Thursday, June 27, 2013

Value Mapper

The Value Mapper maps string values from one value to another. Mapping is usually solved by storing the conversion table in a database. The Value Mapper provides you with a simple alternative.

Note: You can convert a null field or empty String value to a non-empty value. Leave the Source Value field empty. You can specify one of these empty source field values.
Note 2: Null or empty value won't be mapped to the "Default upon non-matching" value. They stay null. Use the above tip if you want to map them anyway.

Options

The following properties are used to define the mappings:
Option Description
Step name Name of the step; this name has to be unique in a single transformation.
Fieldname to use Field to use as the mapping source
Target field name Field to use as the mapping Target
Default upon non-matching Defines a default value for situations where the source value is not empty, but there is no match
Field values table Contains the mapping of source value to converted target value

Unique Rows (HashSet)
■ ■ ■ ■ ■
### WHAT IS ASKED
Carry on the Value Mapper text above, picking up after its last line.

### DATASET CONTENT
■ ■ ■ ■ ■
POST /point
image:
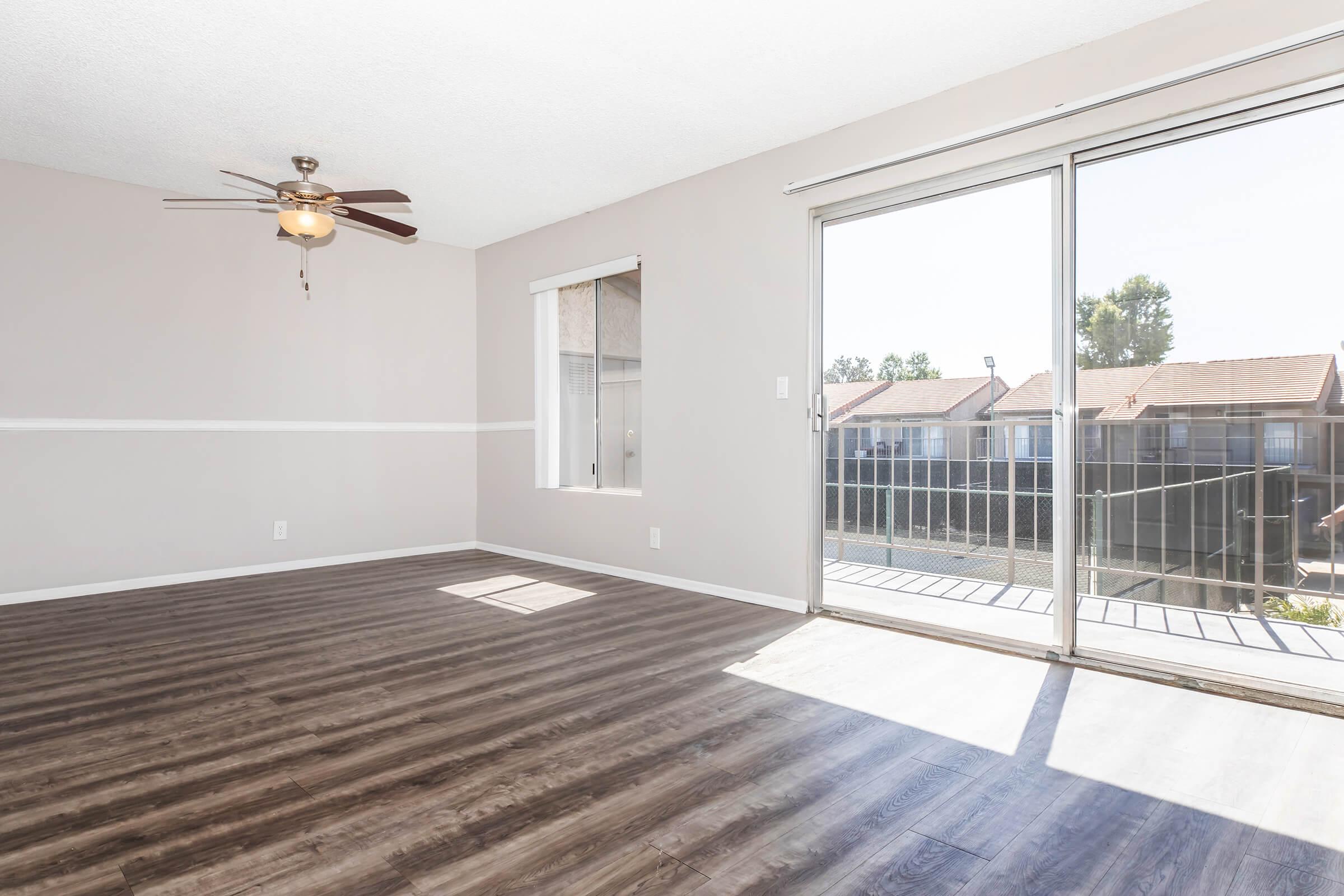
■ ■ ■ ■ ■
### WRITTEN RESPONSE
The Unique Rows (HashSet) transformation step tracks exact duplicate rows. The step can also remove duplicate rows and leave only unique occurrences. Unlike the Unique Rows transformation step, which only correctly evaluates consecutive duplicate rows unless used with a sorted input, the Unique Rows (HashSet) step does not require a sorted input to process duplicate rows, instead it tracks duplicates in memory.
Option
Definition
Step name
Name of this step as it appears in the transformation workspace
Compare using stored row values
Stores values for the selected fields in memory for every record. Storing row values requires more memory, but it prevents possible false positives if there are hash collisions.
Redirect duplicate row
Processes duplicate rows as an error and redirect rows to the error stream of the step. Requires you to set error handling for this step.
Error description
Sets the error handling description to display when duplicate rows are detected. Only available when Redirect duplicate row is checked.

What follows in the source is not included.